_ENTRIES SHOWN_.

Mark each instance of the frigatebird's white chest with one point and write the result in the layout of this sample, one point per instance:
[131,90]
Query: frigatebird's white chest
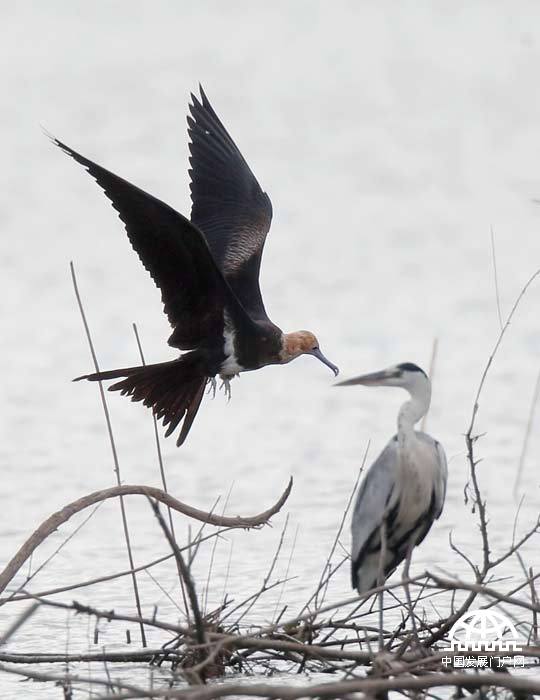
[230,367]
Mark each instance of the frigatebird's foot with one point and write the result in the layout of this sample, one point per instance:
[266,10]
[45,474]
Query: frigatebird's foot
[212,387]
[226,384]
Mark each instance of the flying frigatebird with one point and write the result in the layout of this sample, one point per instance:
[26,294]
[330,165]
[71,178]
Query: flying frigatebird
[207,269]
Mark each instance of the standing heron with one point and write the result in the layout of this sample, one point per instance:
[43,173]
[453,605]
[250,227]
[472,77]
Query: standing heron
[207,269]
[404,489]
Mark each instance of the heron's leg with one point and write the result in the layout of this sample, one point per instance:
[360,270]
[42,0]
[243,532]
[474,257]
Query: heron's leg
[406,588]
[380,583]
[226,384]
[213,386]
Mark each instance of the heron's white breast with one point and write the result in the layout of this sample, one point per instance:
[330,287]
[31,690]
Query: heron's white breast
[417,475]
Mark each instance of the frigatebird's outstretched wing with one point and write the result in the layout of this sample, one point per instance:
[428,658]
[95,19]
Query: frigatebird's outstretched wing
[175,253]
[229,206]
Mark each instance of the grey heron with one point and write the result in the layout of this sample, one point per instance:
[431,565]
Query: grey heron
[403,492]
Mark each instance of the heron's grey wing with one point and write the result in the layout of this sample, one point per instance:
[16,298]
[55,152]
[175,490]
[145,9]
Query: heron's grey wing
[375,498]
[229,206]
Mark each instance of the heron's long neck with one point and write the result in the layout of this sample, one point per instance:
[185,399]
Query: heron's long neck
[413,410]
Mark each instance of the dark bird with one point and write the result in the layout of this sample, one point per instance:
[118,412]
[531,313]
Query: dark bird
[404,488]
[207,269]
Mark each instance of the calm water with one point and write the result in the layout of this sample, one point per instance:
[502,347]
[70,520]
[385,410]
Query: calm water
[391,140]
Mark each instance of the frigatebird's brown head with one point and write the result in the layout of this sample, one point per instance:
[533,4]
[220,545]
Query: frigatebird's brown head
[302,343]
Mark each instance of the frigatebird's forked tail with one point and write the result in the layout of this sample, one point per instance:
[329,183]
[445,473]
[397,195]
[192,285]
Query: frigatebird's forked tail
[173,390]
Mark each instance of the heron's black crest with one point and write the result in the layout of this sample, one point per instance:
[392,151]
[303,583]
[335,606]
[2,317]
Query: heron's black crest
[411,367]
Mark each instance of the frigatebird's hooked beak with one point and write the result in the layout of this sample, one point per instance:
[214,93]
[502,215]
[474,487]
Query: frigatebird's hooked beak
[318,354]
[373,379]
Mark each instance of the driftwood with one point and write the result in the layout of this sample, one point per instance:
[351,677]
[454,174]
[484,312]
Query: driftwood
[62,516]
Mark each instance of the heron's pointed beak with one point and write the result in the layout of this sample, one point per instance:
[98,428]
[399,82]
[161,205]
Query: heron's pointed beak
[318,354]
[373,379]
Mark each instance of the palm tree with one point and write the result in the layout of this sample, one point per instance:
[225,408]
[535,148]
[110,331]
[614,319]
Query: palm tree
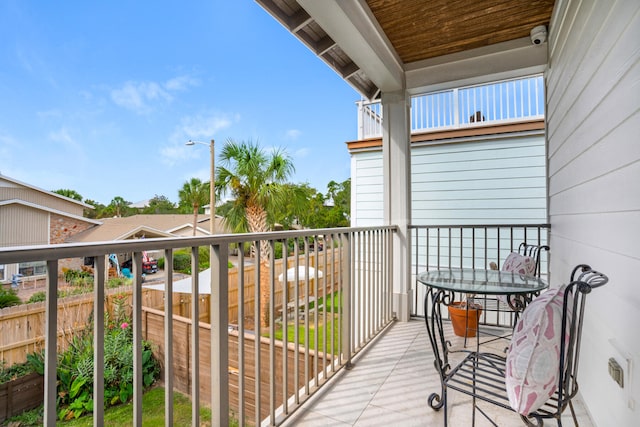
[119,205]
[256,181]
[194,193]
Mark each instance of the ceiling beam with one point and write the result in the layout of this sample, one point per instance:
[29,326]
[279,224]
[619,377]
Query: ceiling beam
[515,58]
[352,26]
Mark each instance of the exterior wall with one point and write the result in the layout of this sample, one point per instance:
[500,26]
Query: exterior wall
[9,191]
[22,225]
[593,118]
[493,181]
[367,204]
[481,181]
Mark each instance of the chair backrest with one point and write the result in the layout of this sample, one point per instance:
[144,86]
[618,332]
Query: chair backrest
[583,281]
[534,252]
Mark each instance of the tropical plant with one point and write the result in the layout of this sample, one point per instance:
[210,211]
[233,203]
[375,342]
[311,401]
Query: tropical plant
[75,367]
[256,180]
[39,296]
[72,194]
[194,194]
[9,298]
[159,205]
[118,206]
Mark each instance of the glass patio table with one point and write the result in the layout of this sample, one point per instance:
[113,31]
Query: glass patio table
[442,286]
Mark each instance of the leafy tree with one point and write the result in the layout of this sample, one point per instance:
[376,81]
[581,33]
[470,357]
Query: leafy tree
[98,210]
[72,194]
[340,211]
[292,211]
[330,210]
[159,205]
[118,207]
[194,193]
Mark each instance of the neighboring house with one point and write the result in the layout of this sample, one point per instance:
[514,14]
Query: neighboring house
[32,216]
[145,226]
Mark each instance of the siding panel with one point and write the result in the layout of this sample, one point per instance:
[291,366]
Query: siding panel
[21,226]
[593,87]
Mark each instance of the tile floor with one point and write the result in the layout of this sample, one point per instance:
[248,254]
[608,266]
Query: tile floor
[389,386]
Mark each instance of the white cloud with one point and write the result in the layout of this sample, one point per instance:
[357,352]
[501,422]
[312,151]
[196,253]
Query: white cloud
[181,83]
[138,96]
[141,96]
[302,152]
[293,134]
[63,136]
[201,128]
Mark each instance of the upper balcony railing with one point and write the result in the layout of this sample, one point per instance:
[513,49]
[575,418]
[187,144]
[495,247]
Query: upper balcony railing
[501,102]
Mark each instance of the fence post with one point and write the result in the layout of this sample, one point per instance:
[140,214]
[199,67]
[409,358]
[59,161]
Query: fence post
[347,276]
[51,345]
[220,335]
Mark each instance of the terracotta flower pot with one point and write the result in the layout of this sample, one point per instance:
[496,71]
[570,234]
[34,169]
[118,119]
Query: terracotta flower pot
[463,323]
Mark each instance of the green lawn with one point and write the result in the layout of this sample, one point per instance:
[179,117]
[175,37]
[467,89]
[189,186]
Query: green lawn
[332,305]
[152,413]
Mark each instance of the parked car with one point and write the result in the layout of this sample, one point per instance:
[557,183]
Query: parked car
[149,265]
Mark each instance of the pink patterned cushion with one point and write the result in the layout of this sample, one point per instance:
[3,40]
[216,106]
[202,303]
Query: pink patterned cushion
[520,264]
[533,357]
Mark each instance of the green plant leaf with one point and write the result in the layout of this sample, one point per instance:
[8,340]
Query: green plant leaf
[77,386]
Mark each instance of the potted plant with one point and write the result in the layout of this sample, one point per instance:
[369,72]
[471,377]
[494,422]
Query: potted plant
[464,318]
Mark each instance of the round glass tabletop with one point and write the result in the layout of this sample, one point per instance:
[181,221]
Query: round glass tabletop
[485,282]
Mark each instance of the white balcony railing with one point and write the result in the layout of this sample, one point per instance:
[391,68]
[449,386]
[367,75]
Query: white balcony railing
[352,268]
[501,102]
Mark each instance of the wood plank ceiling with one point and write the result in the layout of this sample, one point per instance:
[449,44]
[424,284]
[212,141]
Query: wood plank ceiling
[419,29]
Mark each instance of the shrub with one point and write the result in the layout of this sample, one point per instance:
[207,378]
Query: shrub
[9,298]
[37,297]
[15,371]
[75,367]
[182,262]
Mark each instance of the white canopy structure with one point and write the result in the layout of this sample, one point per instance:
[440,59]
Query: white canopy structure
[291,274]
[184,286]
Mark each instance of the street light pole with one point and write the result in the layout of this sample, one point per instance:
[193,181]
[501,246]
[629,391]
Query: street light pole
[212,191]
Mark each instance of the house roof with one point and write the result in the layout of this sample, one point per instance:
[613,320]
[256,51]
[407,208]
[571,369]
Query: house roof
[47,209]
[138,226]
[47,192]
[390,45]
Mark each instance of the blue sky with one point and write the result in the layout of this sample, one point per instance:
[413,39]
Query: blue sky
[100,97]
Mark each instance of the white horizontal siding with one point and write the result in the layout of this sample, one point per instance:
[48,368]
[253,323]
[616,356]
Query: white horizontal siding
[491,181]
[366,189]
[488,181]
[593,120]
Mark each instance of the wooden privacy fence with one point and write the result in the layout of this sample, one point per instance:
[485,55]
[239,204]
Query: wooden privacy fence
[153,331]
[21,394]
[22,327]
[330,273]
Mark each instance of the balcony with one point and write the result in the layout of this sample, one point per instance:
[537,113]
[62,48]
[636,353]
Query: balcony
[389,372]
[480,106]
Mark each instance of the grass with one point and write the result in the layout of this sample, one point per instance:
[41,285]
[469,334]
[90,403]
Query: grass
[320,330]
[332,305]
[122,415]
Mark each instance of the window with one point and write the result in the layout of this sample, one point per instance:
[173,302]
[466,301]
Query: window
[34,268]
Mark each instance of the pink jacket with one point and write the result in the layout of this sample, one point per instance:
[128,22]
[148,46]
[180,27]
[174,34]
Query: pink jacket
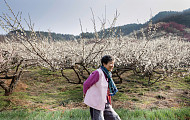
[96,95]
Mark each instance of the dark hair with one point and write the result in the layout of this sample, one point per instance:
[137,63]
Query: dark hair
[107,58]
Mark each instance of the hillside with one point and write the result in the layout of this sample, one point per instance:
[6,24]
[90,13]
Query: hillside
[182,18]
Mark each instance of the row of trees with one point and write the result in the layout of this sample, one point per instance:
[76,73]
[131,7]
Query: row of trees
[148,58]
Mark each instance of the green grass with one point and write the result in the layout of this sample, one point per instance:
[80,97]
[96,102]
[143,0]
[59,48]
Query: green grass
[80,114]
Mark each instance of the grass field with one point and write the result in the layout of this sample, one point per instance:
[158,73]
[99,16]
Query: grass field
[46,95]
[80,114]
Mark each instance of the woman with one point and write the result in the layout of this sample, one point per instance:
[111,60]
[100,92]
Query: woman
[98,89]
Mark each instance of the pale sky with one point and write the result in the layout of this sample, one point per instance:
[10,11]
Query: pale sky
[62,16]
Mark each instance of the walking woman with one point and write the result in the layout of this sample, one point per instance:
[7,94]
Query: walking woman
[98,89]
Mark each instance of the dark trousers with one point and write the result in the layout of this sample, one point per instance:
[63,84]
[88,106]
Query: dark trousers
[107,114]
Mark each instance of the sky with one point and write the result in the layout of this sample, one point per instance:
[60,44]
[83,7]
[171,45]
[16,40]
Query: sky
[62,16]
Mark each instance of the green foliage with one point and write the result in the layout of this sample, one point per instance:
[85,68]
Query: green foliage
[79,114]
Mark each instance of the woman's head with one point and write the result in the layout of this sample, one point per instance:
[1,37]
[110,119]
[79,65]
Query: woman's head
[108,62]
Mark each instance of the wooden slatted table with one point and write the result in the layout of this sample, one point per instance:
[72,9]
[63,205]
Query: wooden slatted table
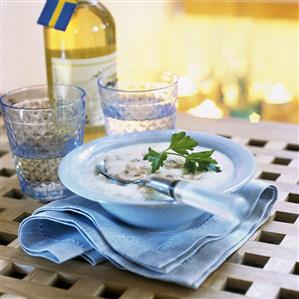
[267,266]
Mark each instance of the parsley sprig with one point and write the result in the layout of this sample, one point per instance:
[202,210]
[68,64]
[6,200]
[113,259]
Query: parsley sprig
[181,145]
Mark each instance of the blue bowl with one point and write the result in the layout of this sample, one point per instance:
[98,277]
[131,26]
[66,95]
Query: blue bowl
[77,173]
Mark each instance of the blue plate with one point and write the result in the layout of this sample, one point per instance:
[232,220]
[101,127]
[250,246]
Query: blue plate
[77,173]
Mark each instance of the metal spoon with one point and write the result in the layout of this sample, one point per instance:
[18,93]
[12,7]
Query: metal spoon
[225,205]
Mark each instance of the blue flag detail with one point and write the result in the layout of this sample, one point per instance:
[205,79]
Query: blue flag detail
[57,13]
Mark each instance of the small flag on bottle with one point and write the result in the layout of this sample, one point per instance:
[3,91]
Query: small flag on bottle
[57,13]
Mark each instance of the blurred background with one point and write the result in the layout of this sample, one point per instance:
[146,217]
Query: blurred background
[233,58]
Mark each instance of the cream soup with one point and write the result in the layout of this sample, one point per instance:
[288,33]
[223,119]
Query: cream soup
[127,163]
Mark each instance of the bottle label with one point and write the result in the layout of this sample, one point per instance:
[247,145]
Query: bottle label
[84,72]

_WHAT TO PRODUCE_.
The required result is an exact repeat of the records above from the line containing "Query: cream soup" to their final line.

_SOLVED PROBLEM_.
Query: cream soup
[127,163]
Mark each instance of the bottle label with one point and write the result in the layout of this sample, one point per instance:
[247,145]
Query: bottle label
[84,72]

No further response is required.